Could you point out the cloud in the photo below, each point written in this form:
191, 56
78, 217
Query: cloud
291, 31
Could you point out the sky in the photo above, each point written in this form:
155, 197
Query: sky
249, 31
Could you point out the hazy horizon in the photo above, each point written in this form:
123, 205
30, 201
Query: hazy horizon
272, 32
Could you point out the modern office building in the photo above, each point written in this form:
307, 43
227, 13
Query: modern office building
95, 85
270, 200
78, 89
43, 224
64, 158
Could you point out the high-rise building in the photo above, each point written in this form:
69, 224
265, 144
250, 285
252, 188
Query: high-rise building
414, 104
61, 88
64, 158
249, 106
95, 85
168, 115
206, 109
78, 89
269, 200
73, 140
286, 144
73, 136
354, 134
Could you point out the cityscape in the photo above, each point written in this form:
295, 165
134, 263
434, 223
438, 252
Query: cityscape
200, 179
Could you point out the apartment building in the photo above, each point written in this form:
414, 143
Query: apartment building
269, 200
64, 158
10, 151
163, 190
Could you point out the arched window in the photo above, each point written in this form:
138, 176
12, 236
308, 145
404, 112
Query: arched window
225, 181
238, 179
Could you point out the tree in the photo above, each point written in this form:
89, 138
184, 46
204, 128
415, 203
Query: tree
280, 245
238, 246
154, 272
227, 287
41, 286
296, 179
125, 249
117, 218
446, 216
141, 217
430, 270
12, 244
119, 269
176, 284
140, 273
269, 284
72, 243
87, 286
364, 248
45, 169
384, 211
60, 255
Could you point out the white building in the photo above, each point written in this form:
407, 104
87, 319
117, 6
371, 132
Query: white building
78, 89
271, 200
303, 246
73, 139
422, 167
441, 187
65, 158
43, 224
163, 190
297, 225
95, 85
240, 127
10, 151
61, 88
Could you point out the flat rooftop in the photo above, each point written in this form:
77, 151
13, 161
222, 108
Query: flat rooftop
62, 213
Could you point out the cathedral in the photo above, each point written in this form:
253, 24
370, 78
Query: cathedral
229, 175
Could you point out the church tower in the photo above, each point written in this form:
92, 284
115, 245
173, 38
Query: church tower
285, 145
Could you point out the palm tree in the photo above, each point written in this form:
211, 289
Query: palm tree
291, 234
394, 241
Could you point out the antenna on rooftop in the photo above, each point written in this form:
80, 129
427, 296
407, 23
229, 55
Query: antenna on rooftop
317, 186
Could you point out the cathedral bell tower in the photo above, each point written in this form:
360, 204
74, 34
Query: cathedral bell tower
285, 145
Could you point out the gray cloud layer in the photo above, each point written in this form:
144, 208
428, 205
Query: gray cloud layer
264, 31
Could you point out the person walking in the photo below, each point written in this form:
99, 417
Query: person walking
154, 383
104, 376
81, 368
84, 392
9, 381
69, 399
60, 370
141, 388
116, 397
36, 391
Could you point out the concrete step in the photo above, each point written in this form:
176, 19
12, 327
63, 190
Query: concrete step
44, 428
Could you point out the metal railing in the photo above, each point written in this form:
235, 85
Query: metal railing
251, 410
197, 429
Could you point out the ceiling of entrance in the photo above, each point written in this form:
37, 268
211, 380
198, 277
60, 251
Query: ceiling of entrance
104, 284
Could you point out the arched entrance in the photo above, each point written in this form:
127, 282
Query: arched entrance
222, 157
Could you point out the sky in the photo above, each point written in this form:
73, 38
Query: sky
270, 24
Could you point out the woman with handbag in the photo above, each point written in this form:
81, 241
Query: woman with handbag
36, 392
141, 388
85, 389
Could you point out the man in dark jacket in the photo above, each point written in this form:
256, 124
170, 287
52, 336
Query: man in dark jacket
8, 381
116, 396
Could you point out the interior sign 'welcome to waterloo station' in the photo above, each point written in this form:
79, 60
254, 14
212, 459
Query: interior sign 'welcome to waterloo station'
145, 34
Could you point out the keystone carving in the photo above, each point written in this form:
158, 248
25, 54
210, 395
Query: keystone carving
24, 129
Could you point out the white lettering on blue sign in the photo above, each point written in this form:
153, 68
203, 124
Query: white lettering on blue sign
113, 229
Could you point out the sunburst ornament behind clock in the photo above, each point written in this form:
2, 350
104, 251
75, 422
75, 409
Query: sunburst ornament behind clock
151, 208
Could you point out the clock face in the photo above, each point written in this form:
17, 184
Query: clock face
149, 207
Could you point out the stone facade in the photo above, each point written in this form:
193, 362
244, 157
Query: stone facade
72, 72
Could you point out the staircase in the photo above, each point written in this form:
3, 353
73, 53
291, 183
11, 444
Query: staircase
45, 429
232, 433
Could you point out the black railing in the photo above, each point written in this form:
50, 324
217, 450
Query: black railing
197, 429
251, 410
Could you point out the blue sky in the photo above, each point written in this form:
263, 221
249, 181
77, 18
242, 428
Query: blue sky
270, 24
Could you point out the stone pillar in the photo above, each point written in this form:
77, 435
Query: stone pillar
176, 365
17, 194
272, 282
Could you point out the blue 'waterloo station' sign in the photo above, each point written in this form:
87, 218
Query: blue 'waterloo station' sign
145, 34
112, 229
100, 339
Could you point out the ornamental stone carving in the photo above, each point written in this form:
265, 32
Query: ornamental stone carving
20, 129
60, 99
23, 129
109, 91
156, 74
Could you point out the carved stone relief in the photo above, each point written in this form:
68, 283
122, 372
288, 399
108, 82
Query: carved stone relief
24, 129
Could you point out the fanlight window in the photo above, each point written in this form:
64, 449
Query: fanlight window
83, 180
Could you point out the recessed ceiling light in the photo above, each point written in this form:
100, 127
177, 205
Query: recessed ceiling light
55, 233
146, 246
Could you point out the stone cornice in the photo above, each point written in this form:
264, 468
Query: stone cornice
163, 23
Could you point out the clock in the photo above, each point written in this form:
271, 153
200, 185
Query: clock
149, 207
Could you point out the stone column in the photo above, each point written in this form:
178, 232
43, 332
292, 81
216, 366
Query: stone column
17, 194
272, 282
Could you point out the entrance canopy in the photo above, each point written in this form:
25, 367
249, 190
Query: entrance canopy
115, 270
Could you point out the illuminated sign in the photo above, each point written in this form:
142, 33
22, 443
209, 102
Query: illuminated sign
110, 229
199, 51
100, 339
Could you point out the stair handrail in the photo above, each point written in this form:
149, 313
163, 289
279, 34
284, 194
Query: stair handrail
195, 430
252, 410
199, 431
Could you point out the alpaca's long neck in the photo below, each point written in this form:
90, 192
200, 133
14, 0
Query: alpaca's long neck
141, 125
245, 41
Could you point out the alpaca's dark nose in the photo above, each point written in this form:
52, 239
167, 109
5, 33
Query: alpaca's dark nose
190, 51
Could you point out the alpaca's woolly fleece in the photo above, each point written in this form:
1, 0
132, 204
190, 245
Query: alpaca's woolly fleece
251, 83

▶ **GIVEN REQUEST**
Rewrite the material from the line with "Could you point out the alpaca's long" through its final line, changing "woolly" to "shaggy" and leaving everything else unchanged. Return only those lines.

▶ **RESULT OF THIS TASK**
Could you point out the alpaca's long neck in the photo below, each point written in this form:
90, 192
200, 133
14, 0
Query: alpaca's long neck
141, 125
245, 41
Could you point out the alpaca's dark nose in the photo above, each point written in this form:
52, 239
167, 109
5, 33
Query: alpaca's dark nose
190, 51
Could you point out the alpaca's shaggy fleece in the photo above, each point written in this form:
1, 0
132, 204
190, 245
Query: alpaca's shaggy fleece
251, 83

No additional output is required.